**What you need to do:** Rewrite all of the data below, replacing "one point per instance" with "a single point for each instance" and keeping everything else the same.

**Material for this task:**
--- Begin ---
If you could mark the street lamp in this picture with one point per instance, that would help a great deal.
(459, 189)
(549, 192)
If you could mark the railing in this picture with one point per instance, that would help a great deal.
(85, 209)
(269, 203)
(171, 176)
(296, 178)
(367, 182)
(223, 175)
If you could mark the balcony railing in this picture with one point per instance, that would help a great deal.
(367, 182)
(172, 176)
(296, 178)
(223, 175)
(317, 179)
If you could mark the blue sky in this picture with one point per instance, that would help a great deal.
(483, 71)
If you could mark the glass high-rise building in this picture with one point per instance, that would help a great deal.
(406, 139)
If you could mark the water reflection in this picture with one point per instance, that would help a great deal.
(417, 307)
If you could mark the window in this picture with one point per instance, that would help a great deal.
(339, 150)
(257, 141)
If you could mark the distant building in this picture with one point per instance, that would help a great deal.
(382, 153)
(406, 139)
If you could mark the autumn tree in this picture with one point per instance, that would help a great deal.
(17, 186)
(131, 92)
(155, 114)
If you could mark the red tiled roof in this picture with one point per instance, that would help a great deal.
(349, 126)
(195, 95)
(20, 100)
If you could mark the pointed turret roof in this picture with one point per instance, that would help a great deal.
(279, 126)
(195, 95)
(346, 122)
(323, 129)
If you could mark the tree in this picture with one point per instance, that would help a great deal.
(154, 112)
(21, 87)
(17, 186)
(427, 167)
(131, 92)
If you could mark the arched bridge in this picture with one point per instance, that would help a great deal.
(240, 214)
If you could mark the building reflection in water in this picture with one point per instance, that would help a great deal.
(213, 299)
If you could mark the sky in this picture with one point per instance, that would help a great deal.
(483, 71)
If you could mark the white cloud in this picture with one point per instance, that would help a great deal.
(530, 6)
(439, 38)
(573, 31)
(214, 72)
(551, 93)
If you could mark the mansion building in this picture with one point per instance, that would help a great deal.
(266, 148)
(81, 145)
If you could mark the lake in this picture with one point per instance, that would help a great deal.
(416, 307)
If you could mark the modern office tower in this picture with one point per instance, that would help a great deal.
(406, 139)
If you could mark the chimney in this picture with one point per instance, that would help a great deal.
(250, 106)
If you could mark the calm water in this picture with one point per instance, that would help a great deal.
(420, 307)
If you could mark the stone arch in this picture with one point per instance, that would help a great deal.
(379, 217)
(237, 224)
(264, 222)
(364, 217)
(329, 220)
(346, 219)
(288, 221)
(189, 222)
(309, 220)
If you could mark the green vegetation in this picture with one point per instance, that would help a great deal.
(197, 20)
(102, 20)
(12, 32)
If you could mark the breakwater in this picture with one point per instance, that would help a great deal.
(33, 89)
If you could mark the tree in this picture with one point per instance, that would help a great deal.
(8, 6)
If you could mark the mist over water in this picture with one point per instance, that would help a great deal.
--- End ---
**Written response:**
If you could mark the street lamp in this picture with a single point for each instance, that would help a great deal.
(459, 189)
(549, 192)
If you could mark the railing in this picture with a single point for each instance, that would help a great deal.
(85, 209)
(269, 203)
(171, 176)
(296, 178)
(367, 182)
(223, 175)
If you could mark the balcony railing in this picture with a single point for each instance, that would help a great deal.
(367, 182)
(172, 176)
(296, 178)
(223, 175)
(317, 179)
If you could mark the blue sky in this picture with a single point for each instance, that would help a great deal.
(483, 71)
If you could mark the glass high-rise building in this picture with a single point for each instance, that would help a great deal.
(406, 139)
If you could mark the water reflection in this picture with a single point for each instance, that would help a great deal.
(417, 307)
If you could mark the window in this picture with a single point for each instance, that would help a great deal.
(339, 150)
(257, 141)
If you could mark the distant building in this picture with a single point for each instance, that would help a great deal.
(382, 153)
(406, 139)
If you could mark the autumn tree in this picture with a single point for each instance, that would help a great deal.
(17, 186)
(131, 92)
(155, 114)
If you could mark the red tiled roof in this picture with a single point for each instance, that would help a great deal.
(349, 126)
(195, 95)
(20, 100)
If you could mark the pointed turret roof in this picture with a single point for each instance, that would help a great deal.
(279, 126)
(195, 95)
(346, 122)
(323, 129)
If you could mark the tree in this picture with a single point for each instance, that would help a great deal.
(154, 112)
(21, 87)
(17, 186)
(427, 167)
(131, 92)
If you could mark the arched bridge in this picture with a single point for each instance, that would help a great deal.
(240, 214)
If you could mark the building reflection in water in this picture with a single point for each instance, that would help a great deal.
(213, 299)
If you could mark the sky in this picture with a single point for each instance, that would help a great deal.
(483, 71)
If you could mark the white cloud in this picture with a single point for each instance, that would help a great deal.
(530, 6)
(439, 38)
(573, 31)
(214, 72)
(551, 93)
If you could mark the mansion building in this picture with a single point for each instance, that would help a great deal.
(266, 148)
(81, 145)
If you could mark the lake in this picture with a single point for each instance, that would help a great deal.
(416, 307)
If you could mark the modern office tower in this picture with a single point for each instance, that would help a great deal.
(406, 139)
If you could mark the chimney in this picture with a single point for each instance, that would help a great deal.
(250, 106)
If you could mark the calm water in this picture with a single point for each instance, that would help a great deal.
(420, 307)
If you could mark the stone arch in this picture with a single point for each instance, that would help a great deal.
(379, 217)
(237, 224)
(264, 222)
(364, 217)
(329, 220)
(346, 219)
(288, 221)
(189, 222)
(309, 220)
If you could mark the green vegetation in this picture with a single point for each instance, that would help a great deal.
(197, 20)
(102, 20)
(12, 32)
If you could mark the breakwater in this picture with a single point for each instance, that would help a great deal.
(33, 89)
If you could mark the tree in this picture with a single point for each instance, that would help a great deal.
(8, 6)
If you could mark the mist over water in this picture with a single point for each instance, that would help a great deal.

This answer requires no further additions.